# WORK REQUIRED
Return each line of the data below that contains the word "greens". Case counts.

Start EXERCISE INPUT

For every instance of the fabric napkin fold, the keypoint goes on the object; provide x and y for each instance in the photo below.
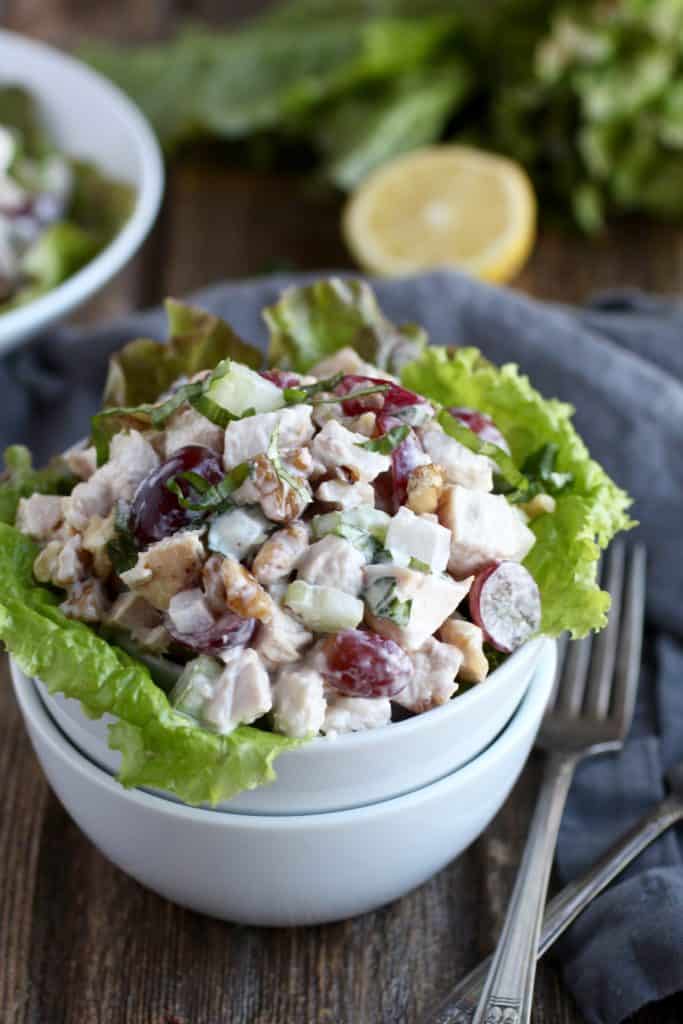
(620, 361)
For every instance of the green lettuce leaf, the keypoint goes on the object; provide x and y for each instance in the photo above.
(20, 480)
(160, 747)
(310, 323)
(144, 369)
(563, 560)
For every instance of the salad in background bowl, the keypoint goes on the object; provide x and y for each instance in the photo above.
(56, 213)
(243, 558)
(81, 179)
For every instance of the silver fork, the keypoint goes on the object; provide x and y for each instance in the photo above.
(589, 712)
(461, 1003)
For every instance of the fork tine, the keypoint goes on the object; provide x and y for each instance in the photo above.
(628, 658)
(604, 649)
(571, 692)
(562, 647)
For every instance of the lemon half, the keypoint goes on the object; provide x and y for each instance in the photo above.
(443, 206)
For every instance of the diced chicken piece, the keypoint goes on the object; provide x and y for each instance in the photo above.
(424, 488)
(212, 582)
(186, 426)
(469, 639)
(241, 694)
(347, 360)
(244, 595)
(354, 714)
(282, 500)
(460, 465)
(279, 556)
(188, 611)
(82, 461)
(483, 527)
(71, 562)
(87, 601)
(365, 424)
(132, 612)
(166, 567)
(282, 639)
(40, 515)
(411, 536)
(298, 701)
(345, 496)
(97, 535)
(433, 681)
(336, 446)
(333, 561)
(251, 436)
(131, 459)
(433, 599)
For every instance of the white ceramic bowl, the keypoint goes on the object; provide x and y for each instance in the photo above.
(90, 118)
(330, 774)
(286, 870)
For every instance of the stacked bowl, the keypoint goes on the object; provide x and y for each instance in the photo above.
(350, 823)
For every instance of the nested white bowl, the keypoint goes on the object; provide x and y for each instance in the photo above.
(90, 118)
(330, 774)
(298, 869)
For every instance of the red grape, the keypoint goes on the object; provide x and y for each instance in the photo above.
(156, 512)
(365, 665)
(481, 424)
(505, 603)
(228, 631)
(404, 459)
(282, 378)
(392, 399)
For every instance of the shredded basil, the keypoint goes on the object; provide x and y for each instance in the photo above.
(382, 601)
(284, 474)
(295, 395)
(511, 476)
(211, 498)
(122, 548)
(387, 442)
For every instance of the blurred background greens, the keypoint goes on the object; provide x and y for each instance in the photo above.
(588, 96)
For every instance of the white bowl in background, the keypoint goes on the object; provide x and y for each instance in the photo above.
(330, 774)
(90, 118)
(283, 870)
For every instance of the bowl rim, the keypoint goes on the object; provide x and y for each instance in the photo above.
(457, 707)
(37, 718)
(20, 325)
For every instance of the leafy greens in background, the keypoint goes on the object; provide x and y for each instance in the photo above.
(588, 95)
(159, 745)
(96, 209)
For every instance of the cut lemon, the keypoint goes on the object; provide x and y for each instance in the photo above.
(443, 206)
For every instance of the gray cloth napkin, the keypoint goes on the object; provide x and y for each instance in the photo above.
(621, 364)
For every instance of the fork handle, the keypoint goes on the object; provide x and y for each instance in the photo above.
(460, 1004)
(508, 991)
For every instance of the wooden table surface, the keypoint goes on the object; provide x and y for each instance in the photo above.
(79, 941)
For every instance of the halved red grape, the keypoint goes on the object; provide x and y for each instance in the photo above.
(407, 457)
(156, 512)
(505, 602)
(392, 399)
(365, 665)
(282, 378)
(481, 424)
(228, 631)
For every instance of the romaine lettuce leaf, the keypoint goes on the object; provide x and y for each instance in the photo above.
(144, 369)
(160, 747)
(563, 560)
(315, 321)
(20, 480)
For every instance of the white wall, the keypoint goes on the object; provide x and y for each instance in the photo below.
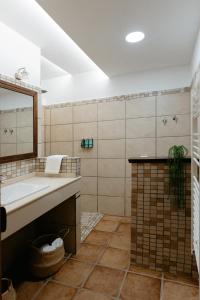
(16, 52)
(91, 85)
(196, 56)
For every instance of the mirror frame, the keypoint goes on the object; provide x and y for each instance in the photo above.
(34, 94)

End EXERCISE INPUT
Start EXERCISE INPUT

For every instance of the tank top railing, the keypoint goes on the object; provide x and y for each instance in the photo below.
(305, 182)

End EXERCISE INPUT

# OUTPUT FOR THIS TASK
For every instance of the blurred background greens, the keypoint goes on the object; provide x and y for each instance in the photo above.
For every instance of the leafy greens in background, the keypoint goes on the object; provide x and y for each instance in the photo above.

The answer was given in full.